### About this task:
Condense the paragraph of the abstract below that begins "This study develops an equilibrium radiative model" into a bulleted list of its main findings.

### Given passage:
┌──

Abstract

This study develops an equilibrium radiative model based on a quasi-adiabatic atmosphere that quantifies the average surface flux of a planetary body as a function of absorbed solar radiation P and the bulk emissivity of the atmosphere with respect to surface radiation ε. The surface flux is then given by P/(1−ε), and I define the scaling term 1/(1−ε) as the greenhouse factor. The model is applied to all of the rocky planets in the solar system to determine their greenhouse factors, and accounts for the diversity of planetary surface fluxes. The model is modified to allow for a top of atmosphere non-equilibrium state, which when compared with a recent observation-based model of the Earth energy budget, predicts the Earth’s radiative fluxes to within the uncertainty ranges of that model. The model developed in this study is able to quantify the changes in Earth’s surface flux caused by changes in bond albedo and atmospheric bulk emissivity by using the surface temperature, ocean heat content, incoming solar radiation and outgoing longwave radiation records. The model indicates an increase in absorbed solar radiation over the time period from 1979–2015 of the order of 3 W/m2, which was caused by a decrease in planetary bond albedo. The time-series albedo generated by the model is in agreement with Clouds and Earth’s Radiant Energy System (CERES) derived albedo over the period from 2000–2015. The model also indicates a slight decrease in atmospheric bulk emissivity over the same period. Since atmospheric bulk emissivity is a function of the sum of all of the greenhouse gas species, a simultaneous decrease in atmospheric water vapor may offset the effect of the well-documented increase in the non-condensing greenhouse gases over the period, and result in an overall net decrease in bulk emissivity. Atmospheric water vapor datasets partially support the conclusion, with the International Satellite Cloud Climatology Project (ISCCP) data supporting a decrease. The NASA Water Vapor Project (NVAP-M) data supports a decrease in atmospheric water content over the period 1998–2008, but not over the longer period of 1988–2008. The model indicates that the decrease in planetary albedo was the driver for the increased surface flux over the stated period.

└──

### Source material:
┌──

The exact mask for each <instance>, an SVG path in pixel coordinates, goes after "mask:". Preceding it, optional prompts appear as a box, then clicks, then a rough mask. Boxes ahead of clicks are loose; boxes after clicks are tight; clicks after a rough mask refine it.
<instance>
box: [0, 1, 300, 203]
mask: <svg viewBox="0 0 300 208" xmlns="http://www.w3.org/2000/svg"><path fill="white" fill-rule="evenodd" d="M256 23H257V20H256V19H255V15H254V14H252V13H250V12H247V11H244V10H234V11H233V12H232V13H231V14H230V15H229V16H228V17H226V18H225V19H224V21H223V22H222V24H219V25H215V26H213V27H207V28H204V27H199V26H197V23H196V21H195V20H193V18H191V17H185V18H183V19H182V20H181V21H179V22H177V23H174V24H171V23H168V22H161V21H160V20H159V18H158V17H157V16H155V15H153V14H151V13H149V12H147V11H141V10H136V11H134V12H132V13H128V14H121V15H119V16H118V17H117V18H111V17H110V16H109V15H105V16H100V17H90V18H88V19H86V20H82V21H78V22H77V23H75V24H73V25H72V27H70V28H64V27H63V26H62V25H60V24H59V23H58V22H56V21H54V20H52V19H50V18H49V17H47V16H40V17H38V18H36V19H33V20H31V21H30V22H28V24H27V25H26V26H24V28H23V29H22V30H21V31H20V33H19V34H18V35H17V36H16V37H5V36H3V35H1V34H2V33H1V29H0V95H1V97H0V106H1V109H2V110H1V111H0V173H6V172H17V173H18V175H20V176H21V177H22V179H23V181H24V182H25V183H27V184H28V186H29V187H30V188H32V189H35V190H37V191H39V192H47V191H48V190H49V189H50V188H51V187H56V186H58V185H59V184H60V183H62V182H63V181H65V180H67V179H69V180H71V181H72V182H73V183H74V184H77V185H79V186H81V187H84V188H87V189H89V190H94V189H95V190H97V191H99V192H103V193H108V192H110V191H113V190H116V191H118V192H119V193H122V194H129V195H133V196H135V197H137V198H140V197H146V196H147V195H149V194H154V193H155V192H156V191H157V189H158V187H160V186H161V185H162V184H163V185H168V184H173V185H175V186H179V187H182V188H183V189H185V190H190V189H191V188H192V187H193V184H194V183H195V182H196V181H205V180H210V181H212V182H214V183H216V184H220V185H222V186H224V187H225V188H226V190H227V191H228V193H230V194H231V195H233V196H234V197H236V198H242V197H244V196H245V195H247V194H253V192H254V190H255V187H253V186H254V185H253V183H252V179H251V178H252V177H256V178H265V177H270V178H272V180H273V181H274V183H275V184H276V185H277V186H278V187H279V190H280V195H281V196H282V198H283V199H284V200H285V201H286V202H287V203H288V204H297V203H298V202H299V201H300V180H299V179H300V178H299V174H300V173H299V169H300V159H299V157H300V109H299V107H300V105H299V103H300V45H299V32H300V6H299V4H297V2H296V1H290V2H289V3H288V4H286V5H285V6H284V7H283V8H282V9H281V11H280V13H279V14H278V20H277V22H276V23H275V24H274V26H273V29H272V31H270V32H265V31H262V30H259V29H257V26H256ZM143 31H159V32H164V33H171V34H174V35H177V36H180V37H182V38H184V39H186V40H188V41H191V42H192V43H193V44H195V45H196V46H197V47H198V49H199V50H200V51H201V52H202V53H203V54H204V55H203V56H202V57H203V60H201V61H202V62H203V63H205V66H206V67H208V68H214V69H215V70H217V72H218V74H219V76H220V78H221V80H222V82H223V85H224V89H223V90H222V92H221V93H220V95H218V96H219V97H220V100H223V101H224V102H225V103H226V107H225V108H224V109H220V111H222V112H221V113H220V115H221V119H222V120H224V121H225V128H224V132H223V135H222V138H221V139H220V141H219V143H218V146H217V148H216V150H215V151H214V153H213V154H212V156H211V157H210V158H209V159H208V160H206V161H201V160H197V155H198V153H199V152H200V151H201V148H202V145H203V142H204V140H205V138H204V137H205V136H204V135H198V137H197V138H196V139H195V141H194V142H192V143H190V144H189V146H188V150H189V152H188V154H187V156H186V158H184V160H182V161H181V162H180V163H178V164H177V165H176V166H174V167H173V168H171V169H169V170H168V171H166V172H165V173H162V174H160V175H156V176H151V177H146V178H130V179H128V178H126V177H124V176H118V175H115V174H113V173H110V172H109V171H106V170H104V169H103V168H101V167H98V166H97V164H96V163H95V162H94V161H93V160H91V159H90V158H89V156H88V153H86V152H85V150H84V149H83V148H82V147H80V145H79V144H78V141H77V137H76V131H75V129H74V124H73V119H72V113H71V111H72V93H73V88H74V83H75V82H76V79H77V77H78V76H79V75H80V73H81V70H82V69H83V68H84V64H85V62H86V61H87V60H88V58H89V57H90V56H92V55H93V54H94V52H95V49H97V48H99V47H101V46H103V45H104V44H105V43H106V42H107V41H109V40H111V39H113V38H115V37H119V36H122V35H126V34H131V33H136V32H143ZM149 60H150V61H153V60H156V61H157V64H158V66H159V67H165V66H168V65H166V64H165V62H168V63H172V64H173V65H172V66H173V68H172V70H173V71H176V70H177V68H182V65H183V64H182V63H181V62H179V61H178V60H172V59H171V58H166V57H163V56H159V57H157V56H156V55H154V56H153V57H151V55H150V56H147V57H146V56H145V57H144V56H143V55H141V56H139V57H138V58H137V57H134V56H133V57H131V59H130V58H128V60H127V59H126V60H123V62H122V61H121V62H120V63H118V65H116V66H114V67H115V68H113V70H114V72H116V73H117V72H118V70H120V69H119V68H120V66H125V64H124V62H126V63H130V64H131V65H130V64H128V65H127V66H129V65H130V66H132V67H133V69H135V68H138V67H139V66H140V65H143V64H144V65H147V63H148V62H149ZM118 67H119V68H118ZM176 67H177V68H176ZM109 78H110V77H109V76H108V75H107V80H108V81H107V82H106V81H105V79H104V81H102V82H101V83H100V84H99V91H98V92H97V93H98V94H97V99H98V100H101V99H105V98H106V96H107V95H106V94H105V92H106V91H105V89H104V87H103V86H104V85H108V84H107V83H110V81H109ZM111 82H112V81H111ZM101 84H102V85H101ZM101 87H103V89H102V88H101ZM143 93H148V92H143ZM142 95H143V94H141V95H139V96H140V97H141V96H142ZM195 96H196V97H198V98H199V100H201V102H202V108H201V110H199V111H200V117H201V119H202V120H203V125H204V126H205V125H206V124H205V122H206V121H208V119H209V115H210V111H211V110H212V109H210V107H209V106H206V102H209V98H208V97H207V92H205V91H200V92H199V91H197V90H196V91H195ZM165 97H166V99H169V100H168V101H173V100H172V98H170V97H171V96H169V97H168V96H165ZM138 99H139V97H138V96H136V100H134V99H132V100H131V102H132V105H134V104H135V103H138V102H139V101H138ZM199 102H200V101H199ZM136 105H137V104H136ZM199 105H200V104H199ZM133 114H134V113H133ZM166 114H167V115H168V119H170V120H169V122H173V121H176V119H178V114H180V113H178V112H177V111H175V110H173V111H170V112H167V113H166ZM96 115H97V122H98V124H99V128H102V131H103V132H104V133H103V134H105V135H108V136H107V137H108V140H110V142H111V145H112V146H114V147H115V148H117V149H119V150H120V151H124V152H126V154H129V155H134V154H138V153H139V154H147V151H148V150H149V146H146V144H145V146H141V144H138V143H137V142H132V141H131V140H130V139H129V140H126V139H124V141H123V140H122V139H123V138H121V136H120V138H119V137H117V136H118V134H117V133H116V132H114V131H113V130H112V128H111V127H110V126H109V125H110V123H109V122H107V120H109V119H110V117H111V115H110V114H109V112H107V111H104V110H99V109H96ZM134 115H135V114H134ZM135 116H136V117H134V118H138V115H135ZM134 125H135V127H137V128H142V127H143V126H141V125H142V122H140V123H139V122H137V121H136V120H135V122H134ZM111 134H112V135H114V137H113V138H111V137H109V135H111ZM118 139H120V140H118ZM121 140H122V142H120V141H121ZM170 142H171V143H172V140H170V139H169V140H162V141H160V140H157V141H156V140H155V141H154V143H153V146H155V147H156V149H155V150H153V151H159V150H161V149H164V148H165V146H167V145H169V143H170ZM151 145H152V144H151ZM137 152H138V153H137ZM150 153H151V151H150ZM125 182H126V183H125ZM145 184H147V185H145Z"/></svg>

└──

### Output of the exercise:
- The study builds an equilibrium radiative model, based on a quasi-adiabatic atmosphere, that gives a planet's average surface flux as P/(1−ε). P is absorbed solar radiation, ε is the atmosphere's bulk emissivity with respect to surface radiation, and 1/(1−ε) is called the greenhouse factor.
- Applied to all the rocky planets in the solar system, the model gives their greenhouse factors and accounts for the diversity of their surface fluxes.
- A version modified for a top-of-atmosphere non-equilibrium state predicts Earth's radiative fluxes within the uncertainty ranges of a recent observation-based Earth energy budget model.
- Using surface temperature, ocean heat content, incoming solar radiation and outgoing longwave radiation records, the model quantifies how changes in bond albedo and bulk emissivity alter Earth's surface flux.
- From 1979 to 2015, absorbed solar radiation rose by about 3 W/m2 because planetary bond albedo decreased. The model's albedo agrees with CERES-derived albedo for 2000–2015.
- Bulk emissivity decreased slightly over the same period. A drop in atmospheric water vapor may have offset the increase in non-condensing greenhouse gases.
- Water vapor data partly support this. ISCCP data show a decrease. NVAP-M data show a decrease for 1998–2008 but not for 1988–2008.
- The decrease in planetary albedo drove the increased surface flux over the period.